**Exercise data:**
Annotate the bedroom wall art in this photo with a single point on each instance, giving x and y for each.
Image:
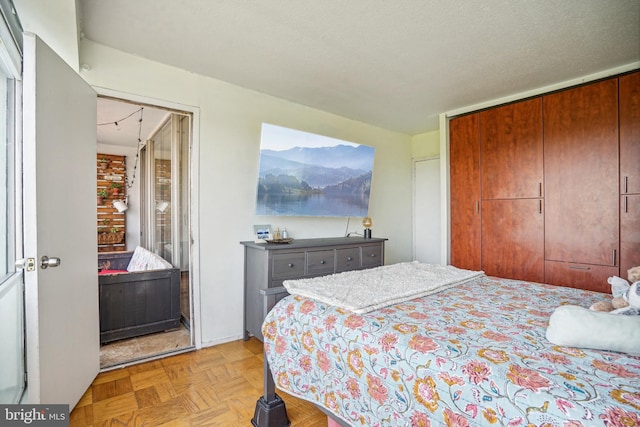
(305, 174)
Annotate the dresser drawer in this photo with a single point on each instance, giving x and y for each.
(347, 259)
(288, 265)
(371, 256)
(320, 262)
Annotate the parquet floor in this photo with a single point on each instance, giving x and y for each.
(215, 386)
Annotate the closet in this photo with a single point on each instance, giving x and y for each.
(548, 189)
(629, 172)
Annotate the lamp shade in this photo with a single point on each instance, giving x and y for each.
(120, 205)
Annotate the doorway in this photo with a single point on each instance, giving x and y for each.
(155, 143)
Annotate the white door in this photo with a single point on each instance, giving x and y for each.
(426, 215)
(59, 157)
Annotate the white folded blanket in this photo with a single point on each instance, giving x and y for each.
(362, 291)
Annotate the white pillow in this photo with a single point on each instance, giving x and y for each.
(574, 326)
(143, 260)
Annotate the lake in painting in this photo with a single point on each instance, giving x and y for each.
(304, 174)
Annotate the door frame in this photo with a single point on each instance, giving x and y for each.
(414, 163)
(194, 171)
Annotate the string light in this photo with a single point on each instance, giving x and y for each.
(117, 125)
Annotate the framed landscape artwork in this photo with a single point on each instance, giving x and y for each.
(304, 174)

**Task description:** Please print, unchanged, the lines from the one holding "Annotate the white pillow" through the last line of the listing above, including both and omitting the rest.

**Response area:**
Annotate the white pillow in this photo with a single point on each instance, giving x and y for each.
(574, 326)
(143, 260)
Annotate the lake in painting in this photo with a single point on each instance, giving x and y for each.
(304, 174)
Annotate the door frame in this photo with a single point on each instance, giving x and y for each.
(414, 163)
(194, 171)
Annotate the string light in this photo with a single point on each instance, giving x and y for each.
(117, 125)
Annotate the framed landscape artwork in this photo with a single point on each instance, giving x and y for each.
(304, 174)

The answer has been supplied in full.